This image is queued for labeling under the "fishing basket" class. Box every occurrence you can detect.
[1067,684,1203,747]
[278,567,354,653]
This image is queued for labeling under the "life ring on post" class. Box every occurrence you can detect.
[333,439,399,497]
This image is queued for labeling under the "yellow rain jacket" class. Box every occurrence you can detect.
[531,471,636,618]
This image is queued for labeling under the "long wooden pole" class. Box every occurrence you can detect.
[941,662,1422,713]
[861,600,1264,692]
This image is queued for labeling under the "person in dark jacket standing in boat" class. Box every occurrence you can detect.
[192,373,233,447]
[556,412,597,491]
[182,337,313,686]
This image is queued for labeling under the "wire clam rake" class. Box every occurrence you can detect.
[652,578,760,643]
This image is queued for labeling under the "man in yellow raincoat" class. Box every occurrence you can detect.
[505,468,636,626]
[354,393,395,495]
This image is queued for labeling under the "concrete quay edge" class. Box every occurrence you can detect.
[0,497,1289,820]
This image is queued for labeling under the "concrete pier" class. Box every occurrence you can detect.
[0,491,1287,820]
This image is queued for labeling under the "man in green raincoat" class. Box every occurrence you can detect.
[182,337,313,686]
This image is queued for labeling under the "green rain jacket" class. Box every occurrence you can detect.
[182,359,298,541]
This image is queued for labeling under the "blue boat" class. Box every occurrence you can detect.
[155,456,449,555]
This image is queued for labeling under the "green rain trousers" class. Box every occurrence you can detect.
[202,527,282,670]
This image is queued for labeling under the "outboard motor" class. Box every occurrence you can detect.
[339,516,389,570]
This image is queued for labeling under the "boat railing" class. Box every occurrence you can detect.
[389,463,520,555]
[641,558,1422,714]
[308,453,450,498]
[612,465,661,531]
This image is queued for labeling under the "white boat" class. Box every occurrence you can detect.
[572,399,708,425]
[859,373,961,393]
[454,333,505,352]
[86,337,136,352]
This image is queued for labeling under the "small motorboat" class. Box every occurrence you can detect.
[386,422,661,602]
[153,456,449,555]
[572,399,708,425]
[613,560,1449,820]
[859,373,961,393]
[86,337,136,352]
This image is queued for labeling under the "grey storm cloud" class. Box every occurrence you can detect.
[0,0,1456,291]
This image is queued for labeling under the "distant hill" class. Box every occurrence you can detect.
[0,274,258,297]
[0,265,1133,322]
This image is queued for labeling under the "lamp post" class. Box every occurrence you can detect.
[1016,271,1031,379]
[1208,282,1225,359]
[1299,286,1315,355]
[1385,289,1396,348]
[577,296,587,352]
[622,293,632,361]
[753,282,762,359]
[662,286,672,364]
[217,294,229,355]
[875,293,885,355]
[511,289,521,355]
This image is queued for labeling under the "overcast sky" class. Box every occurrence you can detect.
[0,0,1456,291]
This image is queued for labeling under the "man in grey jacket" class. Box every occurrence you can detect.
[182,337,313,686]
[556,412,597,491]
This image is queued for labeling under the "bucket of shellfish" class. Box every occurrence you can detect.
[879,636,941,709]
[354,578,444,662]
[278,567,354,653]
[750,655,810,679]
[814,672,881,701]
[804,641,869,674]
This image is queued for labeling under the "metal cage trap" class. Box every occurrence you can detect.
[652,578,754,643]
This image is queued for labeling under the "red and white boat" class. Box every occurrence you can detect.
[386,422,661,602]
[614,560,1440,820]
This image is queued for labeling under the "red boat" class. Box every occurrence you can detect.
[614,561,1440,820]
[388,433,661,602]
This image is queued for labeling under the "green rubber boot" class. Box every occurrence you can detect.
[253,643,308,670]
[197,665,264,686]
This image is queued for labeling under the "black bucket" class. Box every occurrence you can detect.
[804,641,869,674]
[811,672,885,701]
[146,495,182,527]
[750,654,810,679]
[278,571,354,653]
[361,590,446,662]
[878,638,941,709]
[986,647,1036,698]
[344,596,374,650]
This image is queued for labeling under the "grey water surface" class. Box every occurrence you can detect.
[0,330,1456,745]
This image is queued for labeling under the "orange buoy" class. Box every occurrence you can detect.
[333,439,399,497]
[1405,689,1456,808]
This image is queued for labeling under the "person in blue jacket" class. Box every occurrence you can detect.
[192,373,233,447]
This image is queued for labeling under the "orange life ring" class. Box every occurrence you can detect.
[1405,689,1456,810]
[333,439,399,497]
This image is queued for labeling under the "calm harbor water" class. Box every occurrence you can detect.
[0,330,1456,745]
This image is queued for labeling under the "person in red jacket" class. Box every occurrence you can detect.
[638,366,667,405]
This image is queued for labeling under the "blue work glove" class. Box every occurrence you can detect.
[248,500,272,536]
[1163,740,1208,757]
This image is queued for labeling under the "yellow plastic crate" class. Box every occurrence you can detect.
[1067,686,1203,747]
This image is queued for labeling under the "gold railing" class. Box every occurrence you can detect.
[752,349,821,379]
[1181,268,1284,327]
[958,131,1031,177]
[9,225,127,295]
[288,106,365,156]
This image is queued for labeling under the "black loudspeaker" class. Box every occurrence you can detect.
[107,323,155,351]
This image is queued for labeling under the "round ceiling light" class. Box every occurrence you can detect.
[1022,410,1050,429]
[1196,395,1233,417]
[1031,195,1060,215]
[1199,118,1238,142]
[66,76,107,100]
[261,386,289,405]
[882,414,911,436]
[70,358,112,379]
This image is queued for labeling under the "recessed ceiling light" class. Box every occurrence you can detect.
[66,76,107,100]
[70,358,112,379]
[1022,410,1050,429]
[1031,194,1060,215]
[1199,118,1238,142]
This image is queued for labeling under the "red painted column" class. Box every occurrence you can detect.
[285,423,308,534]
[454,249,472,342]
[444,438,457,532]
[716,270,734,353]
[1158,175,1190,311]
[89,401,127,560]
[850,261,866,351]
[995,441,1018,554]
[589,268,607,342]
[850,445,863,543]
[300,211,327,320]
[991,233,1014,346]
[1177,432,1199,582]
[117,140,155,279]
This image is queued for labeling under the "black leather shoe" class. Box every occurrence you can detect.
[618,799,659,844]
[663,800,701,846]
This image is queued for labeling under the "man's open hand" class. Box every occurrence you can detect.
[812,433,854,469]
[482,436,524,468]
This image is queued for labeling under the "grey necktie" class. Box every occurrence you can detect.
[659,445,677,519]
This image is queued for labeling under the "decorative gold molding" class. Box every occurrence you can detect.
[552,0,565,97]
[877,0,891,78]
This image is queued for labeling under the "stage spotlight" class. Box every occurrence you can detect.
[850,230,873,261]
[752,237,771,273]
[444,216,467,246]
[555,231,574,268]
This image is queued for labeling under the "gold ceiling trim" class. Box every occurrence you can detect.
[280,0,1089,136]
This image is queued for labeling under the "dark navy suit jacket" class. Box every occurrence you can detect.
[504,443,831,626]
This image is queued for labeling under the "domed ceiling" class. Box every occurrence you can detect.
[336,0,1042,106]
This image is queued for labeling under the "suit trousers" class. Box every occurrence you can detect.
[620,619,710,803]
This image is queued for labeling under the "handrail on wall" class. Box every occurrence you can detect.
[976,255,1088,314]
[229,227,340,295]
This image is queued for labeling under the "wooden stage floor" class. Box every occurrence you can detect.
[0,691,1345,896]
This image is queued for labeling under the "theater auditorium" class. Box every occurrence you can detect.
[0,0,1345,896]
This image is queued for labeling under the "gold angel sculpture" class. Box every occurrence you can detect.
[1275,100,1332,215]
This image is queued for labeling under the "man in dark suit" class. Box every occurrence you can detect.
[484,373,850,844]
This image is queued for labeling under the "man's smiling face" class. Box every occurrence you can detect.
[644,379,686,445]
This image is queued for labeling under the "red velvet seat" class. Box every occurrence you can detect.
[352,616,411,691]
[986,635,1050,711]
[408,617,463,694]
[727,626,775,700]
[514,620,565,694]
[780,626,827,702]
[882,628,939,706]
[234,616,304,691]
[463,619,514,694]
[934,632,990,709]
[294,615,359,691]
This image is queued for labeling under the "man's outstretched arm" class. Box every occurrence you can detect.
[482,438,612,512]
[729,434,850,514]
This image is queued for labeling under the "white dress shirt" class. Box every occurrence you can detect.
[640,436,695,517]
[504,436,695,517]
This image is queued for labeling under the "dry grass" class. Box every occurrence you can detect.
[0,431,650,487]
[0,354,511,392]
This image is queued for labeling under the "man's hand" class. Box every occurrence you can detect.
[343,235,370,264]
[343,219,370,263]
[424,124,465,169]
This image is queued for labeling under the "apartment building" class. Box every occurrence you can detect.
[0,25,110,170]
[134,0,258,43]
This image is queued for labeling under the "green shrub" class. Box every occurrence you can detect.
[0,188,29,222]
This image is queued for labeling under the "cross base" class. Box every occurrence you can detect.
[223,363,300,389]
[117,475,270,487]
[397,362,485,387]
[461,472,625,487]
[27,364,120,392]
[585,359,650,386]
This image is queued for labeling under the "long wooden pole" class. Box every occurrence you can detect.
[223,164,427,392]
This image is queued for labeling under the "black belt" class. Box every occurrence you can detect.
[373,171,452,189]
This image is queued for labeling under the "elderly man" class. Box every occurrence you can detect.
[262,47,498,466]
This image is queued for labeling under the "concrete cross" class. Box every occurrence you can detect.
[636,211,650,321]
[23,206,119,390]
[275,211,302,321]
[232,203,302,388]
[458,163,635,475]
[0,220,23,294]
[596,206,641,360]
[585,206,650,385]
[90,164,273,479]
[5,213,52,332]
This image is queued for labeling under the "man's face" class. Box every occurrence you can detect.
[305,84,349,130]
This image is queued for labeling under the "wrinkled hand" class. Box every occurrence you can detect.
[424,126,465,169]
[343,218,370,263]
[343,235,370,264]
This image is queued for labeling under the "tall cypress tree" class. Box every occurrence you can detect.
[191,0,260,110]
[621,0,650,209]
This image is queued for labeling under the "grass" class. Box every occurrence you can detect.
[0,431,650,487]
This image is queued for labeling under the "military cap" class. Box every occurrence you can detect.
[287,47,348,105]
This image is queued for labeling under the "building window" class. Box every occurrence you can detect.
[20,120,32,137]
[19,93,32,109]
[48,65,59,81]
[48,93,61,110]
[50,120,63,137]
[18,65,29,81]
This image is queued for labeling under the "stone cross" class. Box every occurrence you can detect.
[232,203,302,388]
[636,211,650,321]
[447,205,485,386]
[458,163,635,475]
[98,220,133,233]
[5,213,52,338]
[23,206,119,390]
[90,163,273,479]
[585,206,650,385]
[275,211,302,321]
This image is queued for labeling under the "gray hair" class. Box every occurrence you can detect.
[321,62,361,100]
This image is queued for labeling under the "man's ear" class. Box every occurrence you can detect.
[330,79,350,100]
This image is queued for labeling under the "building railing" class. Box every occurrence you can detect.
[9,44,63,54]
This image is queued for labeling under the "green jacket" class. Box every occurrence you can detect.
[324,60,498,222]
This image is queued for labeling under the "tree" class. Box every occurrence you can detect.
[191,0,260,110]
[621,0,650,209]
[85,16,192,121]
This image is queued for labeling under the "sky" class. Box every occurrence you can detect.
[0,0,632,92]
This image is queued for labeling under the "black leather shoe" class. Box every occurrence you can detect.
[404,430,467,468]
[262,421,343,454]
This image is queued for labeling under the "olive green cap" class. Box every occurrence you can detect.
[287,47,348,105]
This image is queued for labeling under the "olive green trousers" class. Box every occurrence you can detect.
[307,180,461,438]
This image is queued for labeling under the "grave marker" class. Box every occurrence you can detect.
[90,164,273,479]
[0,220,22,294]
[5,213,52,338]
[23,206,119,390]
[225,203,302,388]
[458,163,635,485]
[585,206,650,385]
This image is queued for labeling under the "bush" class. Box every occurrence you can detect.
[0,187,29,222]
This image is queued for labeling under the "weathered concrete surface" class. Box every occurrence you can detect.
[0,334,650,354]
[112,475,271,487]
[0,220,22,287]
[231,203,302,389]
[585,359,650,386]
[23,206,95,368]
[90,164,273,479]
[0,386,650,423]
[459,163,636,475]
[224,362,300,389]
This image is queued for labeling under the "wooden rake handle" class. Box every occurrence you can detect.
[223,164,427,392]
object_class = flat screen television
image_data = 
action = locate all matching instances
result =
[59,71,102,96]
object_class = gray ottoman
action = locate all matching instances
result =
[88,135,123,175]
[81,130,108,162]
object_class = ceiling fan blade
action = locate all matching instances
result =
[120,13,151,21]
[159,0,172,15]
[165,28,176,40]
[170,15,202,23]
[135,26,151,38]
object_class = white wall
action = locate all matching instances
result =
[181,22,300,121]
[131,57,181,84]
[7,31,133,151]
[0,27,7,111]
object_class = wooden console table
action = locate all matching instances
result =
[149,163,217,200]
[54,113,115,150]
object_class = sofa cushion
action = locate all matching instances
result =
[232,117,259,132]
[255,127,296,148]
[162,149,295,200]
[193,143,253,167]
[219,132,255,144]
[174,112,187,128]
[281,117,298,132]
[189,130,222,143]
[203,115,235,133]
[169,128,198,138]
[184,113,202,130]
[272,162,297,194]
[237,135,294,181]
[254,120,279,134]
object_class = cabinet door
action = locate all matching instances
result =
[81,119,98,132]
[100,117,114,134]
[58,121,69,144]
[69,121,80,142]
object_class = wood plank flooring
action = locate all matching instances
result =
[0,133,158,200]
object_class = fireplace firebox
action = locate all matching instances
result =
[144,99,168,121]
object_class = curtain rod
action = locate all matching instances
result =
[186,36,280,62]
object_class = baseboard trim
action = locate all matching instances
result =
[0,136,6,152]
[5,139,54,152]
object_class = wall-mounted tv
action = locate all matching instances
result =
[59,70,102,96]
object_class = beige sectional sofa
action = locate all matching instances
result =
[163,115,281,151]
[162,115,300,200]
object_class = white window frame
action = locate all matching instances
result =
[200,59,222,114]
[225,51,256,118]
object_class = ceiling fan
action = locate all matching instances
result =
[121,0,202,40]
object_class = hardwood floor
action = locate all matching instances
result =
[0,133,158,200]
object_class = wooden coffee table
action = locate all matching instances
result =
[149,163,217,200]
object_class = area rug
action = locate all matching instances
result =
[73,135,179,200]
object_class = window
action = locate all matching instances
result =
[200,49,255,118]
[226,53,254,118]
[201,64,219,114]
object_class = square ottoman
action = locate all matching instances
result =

------------

Lay out the entries as a Markdown table with columns Row and Line. Begin at the first line of the entries, stop after the line that contains "[531,471,636,618]", and skip blank lines.

| Row | Line |
|---|---|
| 1 | This image is queued for labeling under the "fishing basket" class. Box every occurrence you can detect. |
| 2 | [1067,684,1203,747] |
| 3 | [278,567,354,653] |
| 4 | This image is queued for labeling under the "life ring on post" class. Box every occurrence you can detect. |
| 5 | [333,439,399,497] |
| 6 | This image is queued for labeling under the "yellow rain jacket" class. Box every occurrence you can detect. |
| 7 | [531,471,636,618] |